» **Required work**: Rewrite the data below as a JSON list of strings, with one string per line and no blank lines. Start at the line that has "When you get a chance, could you detect the forested" and stop after the final line of the data, including only those lines.

» **Material supplied**:
((

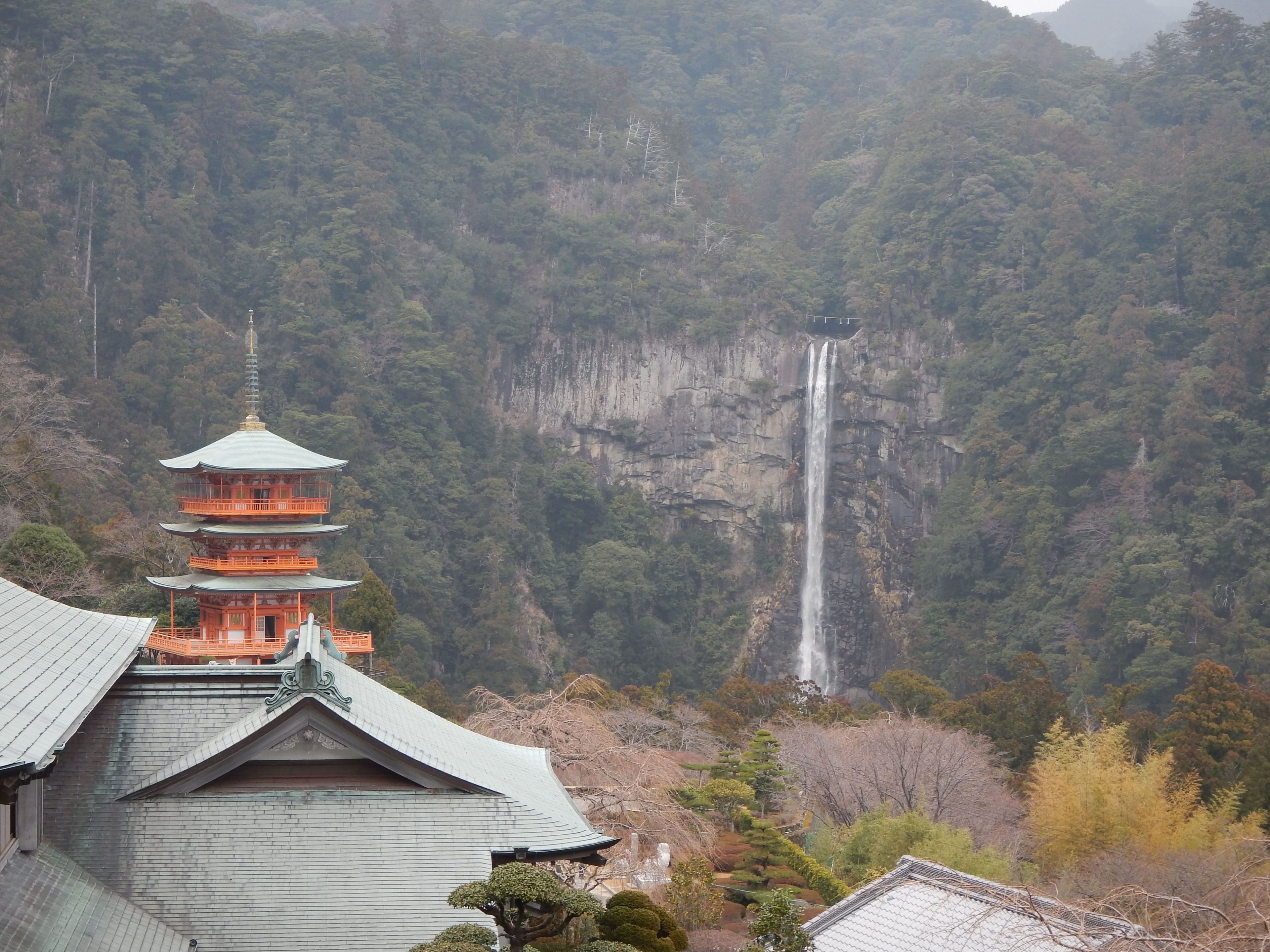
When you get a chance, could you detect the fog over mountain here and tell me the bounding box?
[1033,0,1270,60]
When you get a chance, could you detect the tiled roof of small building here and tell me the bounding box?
[0,579,155,768]
[0,843,189,952]
[119,626,610,852]
[44,635,612,952]
[159,429,348,472]
[146,573,362,594]
[804,855,1139,952]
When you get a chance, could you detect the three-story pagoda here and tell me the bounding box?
[146,316,371,664]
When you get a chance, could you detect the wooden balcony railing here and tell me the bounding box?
[146,628,373,657]
[189,553,318,575]
[180,496,330,515]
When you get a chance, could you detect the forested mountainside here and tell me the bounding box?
[7,0,1270,708]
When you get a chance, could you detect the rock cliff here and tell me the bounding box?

))

» **The completed task**:
[
  "When you get a chance, could you detect the forested mountainside here and tell me the bounding box?",
  "[7,0,1270,708]",
  "When you get a chance, could you detect the rock cliff here and tell me the bounding box?"
]